··· SELECTED EXTRACT ···
Banned words and phrases 7-11, 4-6, and 1-3.

comments are off


I hate “hehe”!!! Thank you for including that one! My current least-favorite phrase is “I’m out of pocket…” meaning not “I’m paying for things myself, not using a per diem” but “I’m out of the office.” When did this become standard usage? I hear that it’s a football metaphor, but that doesn’t make me feel any better about it.

I love this feature. One usage that gets under my skin—and anecdotally seems to be on the rise—is the offering of “reticent” for “reluctant.” I have looked into this, and while it’s not technically wrong to do so according to either American Heritage or Merriam-Webster, it does tend to smudge the specifity of the former’s useful reference to taciturnity or verbal shyness. If you mean reluctant, then say reluctant.
··· STUDY MATERIAL ···
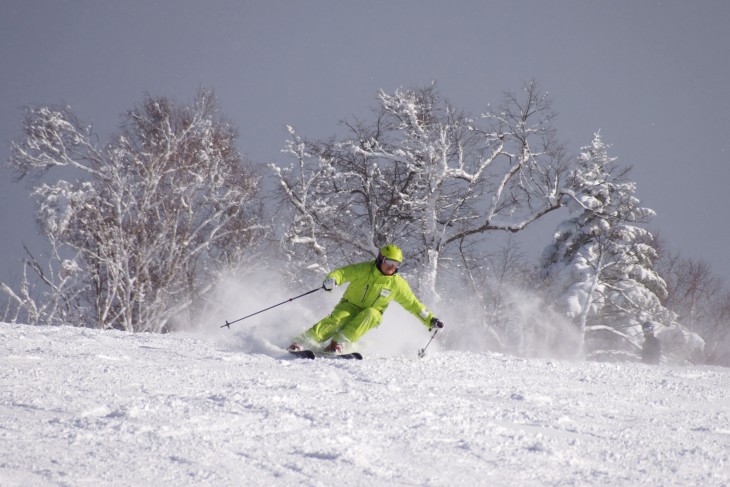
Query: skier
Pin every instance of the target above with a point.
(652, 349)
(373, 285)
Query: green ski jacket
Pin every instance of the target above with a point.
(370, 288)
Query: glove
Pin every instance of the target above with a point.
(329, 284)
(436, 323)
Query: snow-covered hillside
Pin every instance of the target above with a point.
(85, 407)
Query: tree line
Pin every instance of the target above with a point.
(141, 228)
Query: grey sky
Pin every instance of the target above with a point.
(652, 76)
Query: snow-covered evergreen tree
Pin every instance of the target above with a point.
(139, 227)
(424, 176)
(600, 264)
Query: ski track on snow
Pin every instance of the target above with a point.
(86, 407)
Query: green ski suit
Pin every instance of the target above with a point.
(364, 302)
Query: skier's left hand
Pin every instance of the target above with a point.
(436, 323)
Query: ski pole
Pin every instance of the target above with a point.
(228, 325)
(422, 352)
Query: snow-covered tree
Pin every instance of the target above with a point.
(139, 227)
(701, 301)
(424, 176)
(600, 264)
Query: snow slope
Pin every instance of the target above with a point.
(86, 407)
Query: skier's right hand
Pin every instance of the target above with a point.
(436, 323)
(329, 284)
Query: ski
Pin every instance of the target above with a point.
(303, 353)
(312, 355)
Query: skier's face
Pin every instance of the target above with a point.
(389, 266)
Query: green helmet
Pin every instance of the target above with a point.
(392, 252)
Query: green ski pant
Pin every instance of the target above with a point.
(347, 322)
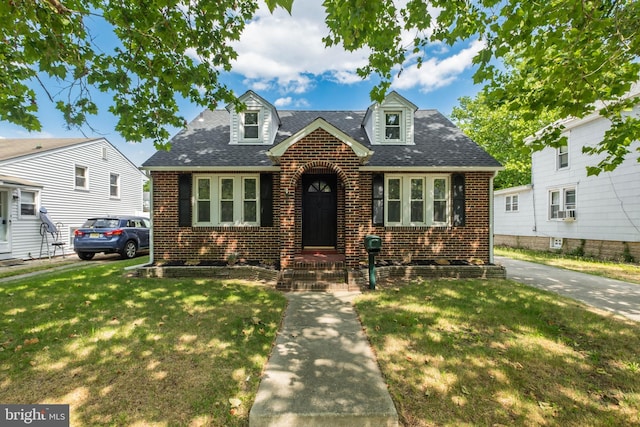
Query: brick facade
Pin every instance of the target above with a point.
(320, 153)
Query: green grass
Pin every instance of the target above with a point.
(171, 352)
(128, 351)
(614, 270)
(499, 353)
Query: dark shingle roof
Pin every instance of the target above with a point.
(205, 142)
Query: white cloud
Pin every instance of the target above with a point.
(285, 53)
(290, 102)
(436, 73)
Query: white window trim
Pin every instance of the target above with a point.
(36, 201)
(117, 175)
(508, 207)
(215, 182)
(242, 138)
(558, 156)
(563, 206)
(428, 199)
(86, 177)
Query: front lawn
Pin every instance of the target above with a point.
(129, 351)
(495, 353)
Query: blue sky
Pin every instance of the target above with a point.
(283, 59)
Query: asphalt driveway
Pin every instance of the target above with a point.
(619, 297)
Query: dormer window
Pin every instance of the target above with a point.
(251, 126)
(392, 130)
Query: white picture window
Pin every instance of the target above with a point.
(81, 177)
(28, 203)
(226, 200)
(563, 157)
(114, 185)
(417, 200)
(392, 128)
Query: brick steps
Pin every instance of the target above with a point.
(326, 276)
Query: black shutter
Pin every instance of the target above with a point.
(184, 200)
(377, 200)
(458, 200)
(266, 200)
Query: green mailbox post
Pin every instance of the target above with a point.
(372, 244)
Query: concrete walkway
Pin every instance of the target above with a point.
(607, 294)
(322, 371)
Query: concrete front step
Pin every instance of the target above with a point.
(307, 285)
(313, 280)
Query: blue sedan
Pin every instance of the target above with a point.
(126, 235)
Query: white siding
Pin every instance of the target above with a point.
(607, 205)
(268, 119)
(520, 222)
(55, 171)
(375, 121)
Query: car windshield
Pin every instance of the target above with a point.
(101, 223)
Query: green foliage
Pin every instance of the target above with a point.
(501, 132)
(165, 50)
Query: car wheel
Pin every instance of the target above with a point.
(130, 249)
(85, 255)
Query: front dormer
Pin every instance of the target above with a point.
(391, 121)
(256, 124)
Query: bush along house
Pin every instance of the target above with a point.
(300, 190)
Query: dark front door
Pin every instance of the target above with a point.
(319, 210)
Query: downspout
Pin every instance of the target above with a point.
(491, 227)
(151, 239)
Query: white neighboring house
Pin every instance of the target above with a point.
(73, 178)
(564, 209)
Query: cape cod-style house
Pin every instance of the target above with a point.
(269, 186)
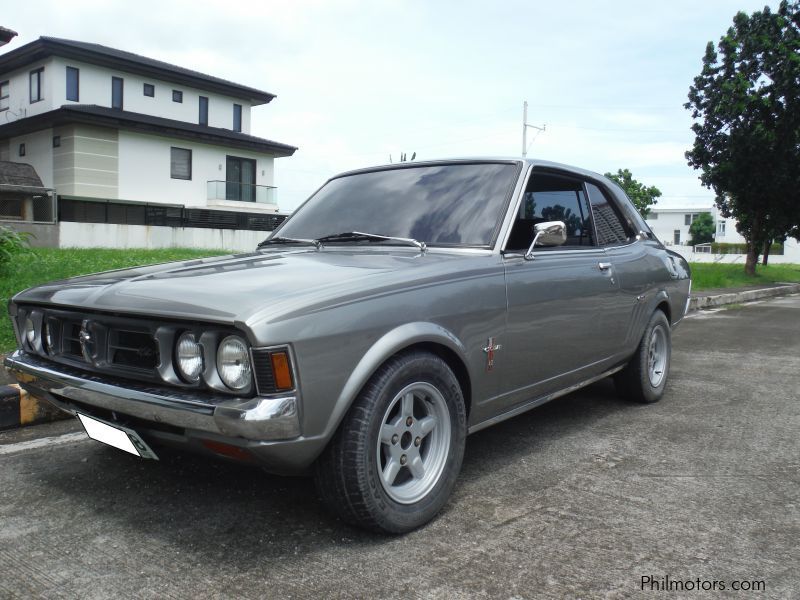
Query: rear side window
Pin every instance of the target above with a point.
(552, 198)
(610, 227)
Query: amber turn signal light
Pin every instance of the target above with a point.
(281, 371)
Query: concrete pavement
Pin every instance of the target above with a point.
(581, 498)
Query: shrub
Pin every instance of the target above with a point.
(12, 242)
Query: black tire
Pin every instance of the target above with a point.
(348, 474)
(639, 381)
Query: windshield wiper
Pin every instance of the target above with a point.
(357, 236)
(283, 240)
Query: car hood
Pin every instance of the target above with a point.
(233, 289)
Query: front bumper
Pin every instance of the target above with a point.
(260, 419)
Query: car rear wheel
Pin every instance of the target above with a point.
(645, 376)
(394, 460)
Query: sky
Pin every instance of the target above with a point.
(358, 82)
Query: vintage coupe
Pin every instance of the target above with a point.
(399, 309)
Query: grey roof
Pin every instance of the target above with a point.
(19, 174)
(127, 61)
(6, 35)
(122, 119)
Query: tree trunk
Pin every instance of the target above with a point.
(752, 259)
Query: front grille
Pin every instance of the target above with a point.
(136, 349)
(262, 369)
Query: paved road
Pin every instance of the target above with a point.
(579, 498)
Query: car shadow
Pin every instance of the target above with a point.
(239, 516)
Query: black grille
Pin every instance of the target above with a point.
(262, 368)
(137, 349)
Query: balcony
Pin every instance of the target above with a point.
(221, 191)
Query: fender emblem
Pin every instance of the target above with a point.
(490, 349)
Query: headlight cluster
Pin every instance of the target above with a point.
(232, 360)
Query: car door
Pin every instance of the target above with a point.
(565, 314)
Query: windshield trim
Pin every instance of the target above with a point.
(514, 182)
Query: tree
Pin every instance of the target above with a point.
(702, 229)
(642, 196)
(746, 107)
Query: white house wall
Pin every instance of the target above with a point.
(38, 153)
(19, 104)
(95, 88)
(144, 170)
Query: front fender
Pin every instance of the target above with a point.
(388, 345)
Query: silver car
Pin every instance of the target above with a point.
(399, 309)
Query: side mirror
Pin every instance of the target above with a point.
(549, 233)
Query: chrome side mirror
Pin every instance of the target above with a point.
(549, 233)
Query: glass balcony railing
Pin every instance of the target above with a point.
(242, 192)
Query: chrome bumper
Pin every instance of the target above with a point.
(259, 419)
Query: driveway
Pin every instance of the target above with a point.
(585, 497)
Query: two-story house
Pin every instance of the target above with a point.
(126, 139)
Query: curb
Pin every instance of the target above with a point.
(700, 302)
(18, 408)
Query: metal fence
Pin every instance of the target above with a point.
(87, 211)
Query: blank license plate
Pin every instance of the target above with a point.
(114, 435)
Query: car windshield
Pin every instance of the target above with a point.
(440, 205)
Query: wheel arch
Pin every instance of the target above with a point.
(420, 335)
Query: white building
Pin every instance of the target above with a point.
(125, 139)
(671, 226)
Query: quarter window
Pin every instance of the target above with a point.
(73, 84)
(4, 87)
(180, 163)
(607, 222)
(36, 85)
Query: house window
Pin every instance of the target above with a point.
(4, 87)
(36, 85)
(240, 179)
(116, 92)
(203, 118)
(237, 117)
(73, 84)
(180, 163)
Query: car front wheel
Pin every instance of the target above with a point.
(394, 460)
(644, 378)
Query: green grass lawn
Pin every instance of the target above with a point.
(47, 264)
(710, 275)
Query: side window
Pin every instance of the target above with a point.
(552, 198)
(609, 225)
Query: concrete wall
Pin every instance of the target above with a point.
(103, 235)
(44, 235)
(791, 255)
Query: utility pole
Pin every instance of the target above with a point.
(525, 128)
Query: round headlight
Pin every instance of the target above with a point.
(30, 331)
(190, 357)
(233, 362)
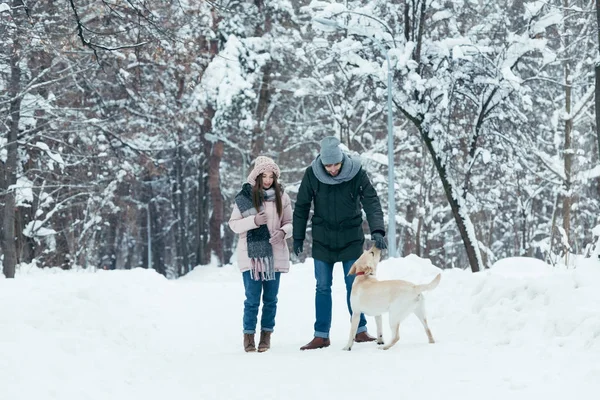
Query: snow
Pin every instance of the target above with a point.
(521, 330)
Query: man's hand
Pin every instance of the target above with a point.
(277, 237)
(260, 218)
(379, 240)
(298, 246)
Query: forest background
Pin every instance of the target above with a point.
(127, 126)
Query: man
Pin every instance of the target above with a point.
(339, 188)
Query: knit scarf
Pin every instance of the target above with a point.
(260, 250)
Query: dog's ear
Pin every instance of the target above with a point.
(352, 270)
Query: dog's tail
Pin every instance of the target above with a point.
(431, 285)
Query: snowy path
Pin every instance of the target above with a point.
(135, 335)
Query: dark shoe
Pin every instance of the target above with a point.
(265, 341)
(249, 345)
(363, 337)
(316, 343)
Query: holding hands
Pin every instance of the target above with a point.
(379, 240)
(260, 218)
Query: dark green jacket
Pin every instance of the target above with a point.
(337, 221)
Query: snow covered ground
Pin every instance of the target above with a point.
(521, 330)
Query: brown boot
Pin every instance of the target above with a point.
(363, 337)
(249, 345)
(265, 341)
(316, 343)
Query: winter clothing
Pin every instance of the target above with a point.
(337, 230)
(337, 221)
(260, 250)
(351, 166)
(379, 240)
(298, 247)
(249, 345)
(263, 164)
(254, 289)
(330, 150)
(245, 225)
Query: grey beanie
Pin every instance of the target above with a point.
···
- THINGS TO DO
1. In the comments on banned words and phrases, reproduce word for word the passage starting at "Banned words and" and ending at "then say reluctant.".
2. Write the next part of the comments on banned words and phrases, picking up after their final sentence.

- SET OF ANSWERS
1.
Banned words and phrases 7-11, 4-6, and 1-3.

comments are off


I hate “hehe”!!! Thank you for including that one! My current least-favorite phrase is “I’m out of pocket…” meaning not “I’m paying for things myself, not using a per diem” but “I’m out of the office.” When did this become standard usage? I hear that it’s a football metaphor, but that doesn’t make me feel any better about it.

I love this feature. One usage that gets under my skin—and anecdotally seems to be on the rise—is the offering of “reticent” for “reluctant.” I have looked into this, and while it’s not technically wrong to do so according to either American Heritage or Merriam-Webster, it does tend to smudge the specifity of the former’s useful reference to taciturnity or verbal shyness. If you mean reluctant, then say reluctant.

2.
I use “hehe” and “heheh” for specific reasons: “hehe,” the way I read it, contains a shorter vowel sound than “hee hee”, which sounds really twee, like a little mouse laughing. And I use “heheh” when I want to convey the more dry, “heh heh” sound. It’s not a twee sound at all, and connotes a certain cynical laughter. Maybe I should separate each “heh,” but it’s easier to type, and I don’t mind that one has to wait till the end to know which sound is being expressed. After all, in many languages you have to wait for the last word of the sentence to know who the subject of the action is.
But I like “moreso.” If there’s nothing wrong with “moreover” or “heretofore,” why not “moreso”? I’m all for composite words! (Perhaps it’s the German in me? Calling Anna Blumenstein!) I’m also a big fan of the nonexistent (except in my own emails) “eachother,” which seems to indicate the kind of interdependence implied by the word better than “each other,” which makes me imagine opposing sides, rather than cooperating sides.

Moreso? Isn’t that some kind of mexican sauce or musical instrument?
- But I do like eachother- works for me.
Do people really say heretofore nowadays? (hehe)
I prefer hehe to heehee because the latter sounds to me like a donkey braying- (do donkey’s bray? Now I’ve got to go look that up).

In California, we hear a lot of “let me get a tuna sandwich…” in place of “I would like…” or “may I have…”
Back in the Eighties when I was a waiter in L.A., I would sometimes hear “I’ll do the tuna sandwich…”

Christopher NortonJanuary 09, 2007

That’s really funny, Christopher!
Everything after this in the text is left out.